Find the word "tower" in the material below and gather every line that contains it.

▶ **ENTRIES PROVIDED**:
------

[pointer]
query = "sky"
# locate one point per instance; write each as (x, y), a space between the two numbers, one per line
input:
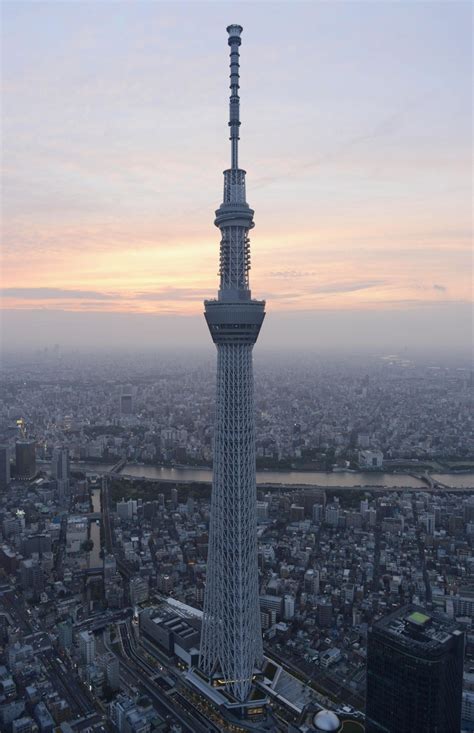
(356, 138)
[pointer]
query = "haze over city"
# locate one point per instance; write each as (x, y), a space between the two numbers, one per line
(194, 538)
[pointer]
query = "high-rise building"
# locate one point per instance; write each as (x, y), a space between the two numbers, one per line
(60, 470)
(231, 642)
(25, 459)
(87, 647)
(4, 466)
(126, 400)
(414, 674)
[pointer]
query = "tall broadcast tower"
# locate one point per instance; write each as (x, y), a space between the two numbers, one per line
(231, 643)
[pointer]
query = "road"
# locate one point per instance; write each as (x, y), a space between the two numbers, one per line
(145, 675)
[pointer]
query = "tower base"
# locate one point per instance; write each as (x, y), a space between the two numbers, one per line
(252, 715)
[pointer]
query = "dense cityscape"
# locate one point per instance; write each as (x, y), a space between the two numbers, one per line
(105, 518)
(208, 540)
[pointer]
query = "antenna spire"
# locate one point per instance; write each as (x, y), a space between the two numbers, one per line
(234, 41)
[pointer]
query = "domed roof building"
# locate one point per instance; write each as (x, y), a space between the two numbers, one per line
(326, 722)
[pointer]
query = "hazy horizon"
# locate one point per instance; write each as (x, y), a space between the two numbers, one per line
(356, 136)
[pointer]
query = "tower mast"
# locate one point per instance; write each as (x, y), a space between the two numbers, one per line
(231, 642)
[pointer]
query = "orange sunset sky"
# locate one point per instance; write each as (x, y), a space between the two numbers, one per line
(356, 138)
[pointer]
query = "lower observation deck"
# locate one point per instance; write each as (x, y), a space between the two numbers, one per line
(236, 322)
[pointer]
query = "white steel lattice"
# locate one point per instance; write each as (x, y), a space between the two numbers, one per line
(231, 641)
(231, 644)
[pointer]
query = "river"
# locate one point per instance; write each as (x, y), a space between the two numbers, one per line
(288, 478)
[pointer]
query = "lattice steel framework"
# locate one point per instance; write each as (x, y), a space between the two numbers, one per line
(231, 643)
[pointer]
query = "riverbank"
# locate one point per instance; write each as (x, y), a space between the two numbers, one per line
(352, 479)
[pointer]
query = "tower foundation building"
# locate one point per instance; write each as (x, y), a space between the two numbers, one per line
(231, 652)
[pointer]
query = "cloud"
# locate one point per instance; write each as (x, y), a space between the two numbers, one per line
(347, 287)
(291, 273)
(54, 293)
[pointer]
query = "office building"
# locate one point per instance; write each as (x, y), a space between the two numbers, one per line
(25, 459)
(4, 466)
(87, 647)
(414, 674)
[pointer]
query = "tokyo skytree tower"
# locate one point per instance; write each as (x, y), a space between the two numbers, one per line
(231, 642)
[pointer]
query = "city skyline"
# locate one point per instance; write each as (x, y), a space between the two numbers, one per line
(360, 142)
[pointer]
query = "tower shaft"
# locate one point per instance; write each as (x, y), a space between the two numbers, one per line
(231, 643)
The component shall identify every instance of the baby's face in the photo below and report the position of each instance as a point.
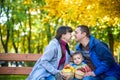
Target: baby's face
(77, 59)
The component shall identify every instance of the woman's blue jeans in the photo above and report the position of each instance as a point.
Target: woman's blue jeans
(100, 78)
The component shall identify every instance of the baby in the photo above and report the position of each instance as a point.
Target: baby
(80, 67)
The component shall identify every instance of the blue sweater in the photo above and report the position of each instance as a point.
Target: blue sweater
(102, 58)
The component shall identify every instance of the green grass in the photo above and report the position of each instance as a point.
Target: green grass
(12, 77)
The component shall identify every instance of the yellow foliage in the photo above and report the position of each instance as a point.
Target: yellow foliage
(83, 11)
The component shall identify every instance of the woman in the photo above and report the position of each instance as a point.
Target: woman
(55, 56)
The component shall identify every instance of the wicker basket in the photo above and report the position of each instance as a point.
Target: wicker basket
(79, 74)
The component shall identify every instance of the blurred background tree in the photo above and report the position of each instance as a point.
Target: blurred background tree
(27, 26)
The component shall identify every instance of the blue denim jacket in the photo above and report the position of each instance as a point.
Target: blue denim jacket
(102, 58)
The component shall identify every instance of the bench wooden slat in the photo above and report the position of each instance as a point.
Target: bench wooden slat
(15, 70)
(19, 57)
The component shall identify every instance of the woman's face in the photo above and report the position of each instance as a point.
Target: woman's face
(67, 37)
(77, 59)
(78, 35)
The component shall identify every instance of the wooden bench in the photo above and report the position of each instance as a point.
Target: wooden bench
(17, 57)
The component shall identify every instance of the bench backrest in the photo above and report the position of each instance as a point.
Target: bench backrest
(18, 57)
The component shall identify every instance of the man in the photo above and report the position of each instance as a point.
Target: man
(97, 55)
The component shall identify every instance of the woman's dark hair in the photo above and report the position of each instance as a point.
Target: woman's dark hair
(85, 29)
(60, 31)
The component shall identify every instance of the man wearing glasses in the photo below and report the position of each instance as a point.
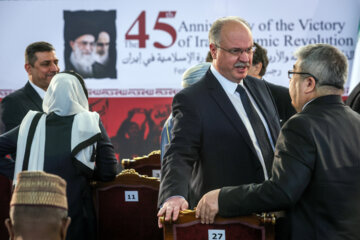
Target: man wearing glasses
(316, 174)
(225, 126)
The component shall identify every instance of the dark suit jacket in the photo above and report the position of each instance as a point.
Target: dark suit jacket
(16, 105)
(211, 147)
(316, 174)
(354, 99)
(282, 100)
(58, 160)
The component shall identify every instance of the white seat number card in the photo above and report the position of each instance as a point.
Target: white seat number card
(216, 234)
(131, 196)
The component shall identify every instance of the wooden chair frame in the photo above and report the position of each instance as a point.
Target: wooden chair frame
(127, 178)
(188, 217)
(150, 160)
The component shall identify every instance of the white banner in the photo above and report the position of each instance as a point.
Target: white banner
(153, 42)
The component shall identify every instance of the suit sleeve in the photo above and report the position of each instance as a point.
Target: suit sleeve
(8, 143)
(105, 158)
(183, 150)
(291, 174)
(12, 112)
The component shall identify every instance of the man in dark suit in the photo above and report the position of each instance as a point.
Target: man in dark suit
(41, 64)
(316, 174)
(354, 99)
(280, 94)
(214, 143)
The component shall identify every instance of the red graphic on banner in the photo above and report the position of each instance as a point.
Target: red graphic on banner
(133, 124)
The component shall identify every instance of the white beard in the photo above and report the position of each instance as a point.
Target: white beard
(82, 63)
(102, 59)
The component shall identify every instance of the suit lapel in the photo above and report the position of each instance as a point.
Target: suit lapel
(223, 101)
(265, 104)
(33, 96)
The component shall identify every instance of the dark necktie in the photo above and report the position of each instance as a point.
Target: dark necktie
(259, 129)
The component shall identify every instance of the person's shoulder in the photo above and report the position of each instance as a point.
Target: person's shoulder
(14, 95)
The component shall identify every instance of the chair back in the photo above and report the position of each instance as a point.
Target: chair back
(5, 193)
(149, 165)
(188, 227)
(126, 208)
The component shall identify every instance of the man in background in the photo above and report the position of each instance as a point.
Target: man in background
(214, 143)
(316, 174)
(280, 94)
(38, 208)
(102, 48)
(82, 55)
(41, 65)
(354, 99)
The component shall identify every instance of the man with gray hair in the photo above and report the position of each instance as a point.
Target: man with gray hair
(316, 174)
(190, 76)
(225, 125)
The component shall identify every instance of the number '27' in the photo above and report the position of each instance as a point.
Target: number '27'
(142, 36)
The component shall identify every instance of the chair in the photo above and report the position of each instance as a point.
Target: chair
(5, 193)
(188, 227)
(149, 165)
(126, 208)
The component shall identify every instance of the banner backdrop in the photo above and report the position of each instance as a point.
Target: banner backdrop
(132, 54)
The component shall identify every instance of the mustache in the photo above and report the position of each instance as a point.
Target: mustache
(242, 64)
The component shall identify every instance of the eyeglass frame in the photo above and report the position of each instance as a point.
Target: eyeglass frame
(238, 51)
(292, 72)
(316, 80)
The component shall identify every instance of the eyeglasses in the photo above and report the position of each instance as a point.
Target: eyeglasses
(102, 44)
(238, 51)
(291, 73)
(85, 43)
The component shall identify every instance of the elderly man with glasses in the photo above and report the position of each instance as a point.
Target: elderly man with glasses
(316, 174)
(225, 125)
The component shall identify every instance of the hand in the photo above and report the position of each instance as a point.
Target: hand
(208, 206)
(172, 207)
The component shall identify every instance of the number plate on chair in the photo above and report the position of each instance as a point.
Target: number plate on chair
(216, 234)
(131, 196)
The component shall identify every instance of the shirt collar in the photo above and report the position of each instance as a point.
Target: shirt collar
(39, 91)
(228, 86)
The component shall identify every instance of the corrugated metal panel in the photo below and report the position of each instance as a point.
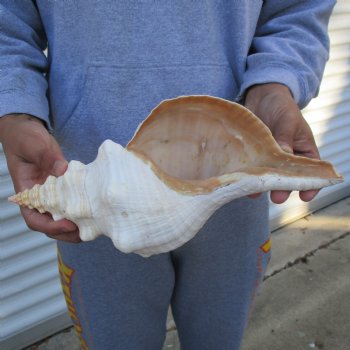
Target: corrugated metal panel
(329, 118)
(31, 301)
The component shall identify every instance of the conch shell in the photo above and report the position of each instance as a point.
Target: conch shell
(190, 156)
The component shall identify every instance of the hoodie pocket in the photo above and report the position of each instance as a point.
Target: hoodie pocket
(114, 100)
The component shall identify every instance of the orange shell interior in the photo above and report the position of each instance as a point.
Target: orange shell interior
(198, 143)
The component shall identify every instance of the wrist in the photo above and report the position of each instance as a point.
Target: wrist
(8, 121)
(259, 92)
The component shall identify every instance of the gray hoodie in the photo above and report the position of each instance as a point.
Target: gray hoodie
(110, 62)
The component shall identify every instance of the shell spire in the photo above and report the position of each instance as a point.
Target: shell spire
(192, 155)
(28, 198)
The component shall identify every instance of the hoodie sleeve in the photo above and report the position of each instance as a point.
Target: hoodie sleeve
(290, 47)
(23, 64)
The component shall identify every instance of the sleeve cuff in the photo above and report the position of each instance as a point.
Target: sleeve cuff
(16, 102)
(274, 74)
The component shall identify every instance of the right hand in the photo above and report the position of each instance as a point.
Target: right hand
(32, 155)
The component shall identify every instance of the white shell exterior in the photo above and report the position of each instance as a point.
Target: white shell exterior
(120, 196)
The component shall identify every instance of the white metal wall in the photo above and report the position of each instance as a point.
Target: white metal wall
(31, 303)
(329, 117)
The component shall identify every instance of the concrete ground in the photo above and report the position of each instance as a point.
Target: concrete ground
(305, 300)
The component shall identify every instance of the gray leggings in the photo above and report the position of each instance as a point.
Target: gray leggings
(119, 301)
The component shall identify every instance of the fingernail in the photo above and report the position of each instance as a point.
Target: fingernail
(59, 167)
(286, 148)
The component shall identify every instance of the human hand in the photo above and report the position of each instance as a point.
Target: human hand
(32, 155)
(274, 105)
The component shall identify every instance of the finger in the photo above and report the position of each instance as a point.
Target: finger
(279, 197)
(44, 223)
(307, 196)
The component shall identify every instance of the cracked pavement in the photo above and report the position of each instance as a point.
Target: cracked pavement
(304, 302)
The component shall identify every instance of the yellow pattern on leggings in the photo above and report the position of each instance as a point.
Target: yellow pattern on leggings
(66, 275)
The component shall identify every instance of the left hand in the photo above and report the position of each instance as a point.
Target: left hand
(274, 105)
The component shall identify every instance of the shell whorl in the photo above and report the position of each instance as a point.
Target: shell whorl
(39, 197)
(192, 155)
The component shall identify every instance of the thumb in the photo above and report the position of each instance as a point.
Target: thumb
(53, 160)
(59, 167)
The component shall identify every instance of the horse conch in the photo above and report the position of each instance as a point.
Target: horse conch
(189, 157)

------

▶ **RESPONSE BOX**:
query = "tall broadcast tower"
query = "tower base"
query = "tower mast"
query = "tower foundation building"
query = "tokyo skytree tower"
query = "tower shaft"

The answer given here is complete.